§ Instructions to follow: Output the entries word for word. Omit images.

§ Information shown:
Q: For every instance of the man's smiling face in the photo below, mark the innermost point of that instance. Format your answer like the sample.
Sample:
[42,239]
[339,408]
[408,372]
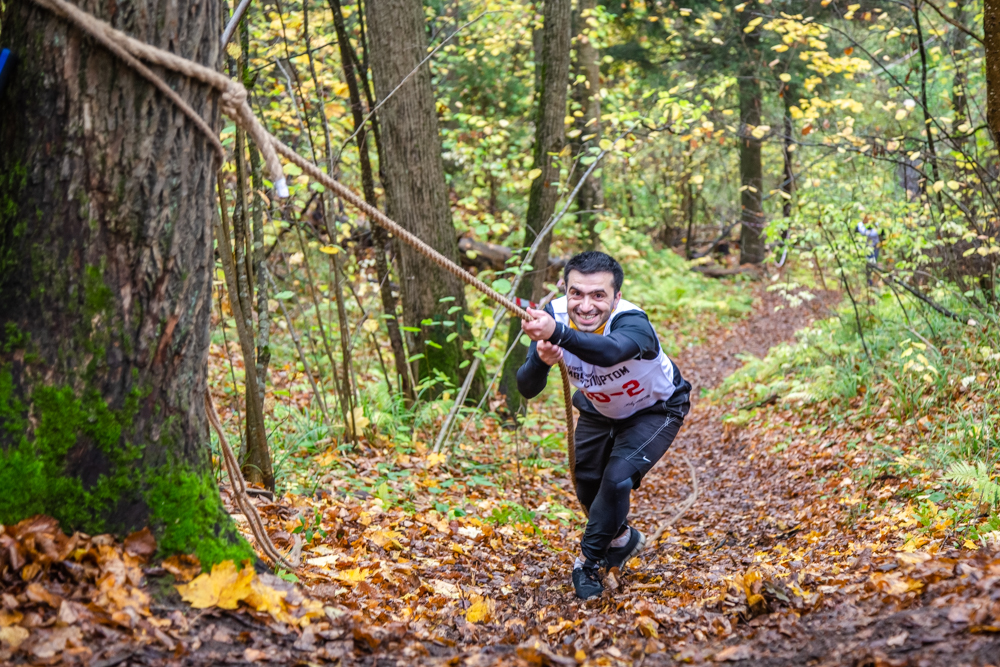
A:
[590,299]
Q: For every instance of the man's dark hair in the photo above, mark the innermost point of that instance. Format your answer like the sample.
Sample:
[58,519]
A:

§ Finished task:
Q: For every instance of the man's smiling face in the photo below, mark the innermost point of that instance. Format your answer like the sample.
Sample:
[42,239]
[339,408]
[408,372]
A:
[590,299]
Q: For every instance of the man's dark hair in the photo above, mark the innermost point of that instance. Format your answer like the sample.
Sample:
[58,519]
A:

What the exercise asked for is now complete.